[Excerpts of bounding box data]
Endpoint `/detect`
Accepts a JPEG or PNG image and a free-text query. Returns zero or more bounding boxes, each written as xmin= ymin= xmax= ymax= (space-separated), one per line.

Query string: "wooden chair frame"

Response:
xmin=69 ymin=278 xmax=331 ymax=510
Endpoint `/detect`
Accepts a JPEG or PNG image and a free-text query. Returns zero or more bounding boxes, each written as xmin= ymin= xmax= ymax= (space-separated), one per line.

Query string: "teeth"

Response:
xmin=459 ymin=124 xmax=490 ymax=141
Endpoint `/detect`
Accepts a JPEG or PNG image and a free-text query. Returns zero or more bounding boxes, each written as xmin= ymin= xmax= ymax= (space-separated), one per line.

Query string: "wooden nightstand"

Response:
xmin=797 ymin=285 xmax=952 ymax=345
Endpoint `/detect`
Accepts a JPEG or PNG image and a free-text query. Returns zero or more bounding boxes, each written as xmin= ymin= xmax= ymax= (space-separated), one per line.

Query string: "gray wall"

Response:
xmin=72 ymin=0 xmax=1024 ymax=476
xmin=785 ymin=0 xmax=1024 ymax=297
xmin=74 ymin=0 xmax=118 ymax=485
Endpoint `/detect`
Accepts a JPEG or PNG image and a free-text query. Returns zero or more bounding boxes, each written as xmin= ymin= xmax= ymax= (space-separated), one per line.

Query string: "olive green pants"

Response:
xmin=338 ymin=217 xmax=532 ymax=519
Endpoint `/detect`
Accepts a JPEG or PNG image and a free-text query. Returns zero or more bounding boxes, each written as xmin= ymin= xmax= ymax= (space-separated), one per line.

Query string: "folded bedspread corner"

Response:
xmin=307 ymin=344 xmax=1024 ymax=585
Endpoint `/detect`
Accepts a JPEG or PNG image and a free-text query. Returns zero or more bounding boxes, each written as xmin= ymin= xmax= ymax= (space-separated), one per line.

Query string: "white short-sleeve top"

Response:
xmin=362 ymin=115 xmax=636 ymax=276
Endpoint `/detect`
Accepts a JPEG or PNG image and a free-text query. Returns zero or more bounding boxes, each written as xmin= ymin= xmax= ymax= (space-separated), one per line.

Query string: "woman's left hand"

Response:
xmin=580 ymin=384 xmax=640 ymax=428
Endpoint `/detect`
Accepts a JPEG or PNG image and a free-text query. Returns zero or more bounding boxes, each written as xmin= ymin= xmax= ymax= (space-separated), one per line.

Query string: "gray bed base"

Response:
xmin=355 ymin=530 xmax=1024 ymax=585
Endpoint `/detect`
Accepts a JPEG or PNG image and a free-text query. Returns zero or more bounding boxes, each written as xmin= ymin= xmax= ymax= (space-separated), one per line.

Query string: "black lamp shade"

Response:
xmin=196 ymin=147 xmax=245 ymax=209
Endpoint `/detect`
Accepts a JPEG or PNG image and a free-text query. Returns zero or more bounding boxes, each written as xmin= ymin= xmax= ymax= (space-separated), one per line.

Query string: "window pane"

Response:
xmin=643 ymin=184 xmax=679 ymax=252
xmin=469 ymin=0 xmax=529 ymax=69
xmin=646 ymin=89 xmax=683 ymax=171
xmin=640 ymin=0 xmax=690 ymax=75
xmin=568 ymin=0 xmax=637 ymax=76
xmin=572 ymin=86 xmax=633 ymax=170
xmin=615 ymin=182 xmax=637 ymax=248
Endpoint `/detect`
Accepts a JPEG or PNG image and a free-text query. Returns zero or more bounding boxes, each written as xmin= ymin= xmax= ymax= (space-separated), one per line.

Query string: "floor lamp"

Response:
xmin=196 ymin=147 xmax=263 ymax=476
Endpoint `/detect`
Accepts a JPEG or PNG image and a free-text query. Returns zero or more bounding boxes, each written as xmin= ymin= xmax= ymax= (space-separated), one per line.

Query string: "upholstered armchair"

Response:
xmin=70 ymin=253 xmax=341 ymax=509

■ What to produce
Add 36 to every coordinate and write out again each line from the start of the records through the line that contains "xmin=338 ymin=217 xmax=532 ymax=519", inclusive. Leave all other text unchanged.

■ Response below
Endpoint `/detect`
Accepts a JPEG or PNG image and a free-text query. Returns zero or more bounding boxes, each written as xmin= ymin= xmax= ymax= (space-separated), one per line.

Query string: "wooden chair frame"

Response:
xmin=105 ymin=314 xmax=367 ymax=546
Endpoint `/detect`
Accepts a JPEG or PNG image and a free-text query. Returns zero or more bounding boxes, each written as xmin= ymin= xmax= ymax= (space-separated), one per line.

Query string: "teeth"

Response:
xmin=495 ymin=160 xmax=526 ymax=177
Endpoint `/detect`
Accepts a JPEG or PNG image and a free-text query. Returns zero or more bounding boxes, each written as xmin= ymin= xmax= ymax= (space-separated), one per line.

Query string: "wooden nightstand"

Response:
xmin=833 ymin=321 xmax=988 ymax=381
Endpoint `/detect`
Accepts a JPEG or PNG image and a free-text query. Returns zero or more bounding boxes, each written as xmin= ymin= xmax= ymax= (space-separated), one per line.

Query string: "gray wall"

Response:
xmin=108 ymin=36 xmax=1060 ymax=512
xmin=821 ymin=36 xmax=1060 ymax=333
xmin=110 ymin=36 xmax=154 ymax=521
Endpoint `/detect`
Accepts a JPEG or PNG image and a free-text query. Returns zero or more bounding boxes, each written as xmin= ymin= xmax= ymax= (space-separated), one per line.

Query string: "olive green pants"

Response:
xmin=374 ymin=253 xmax=568 ymax=555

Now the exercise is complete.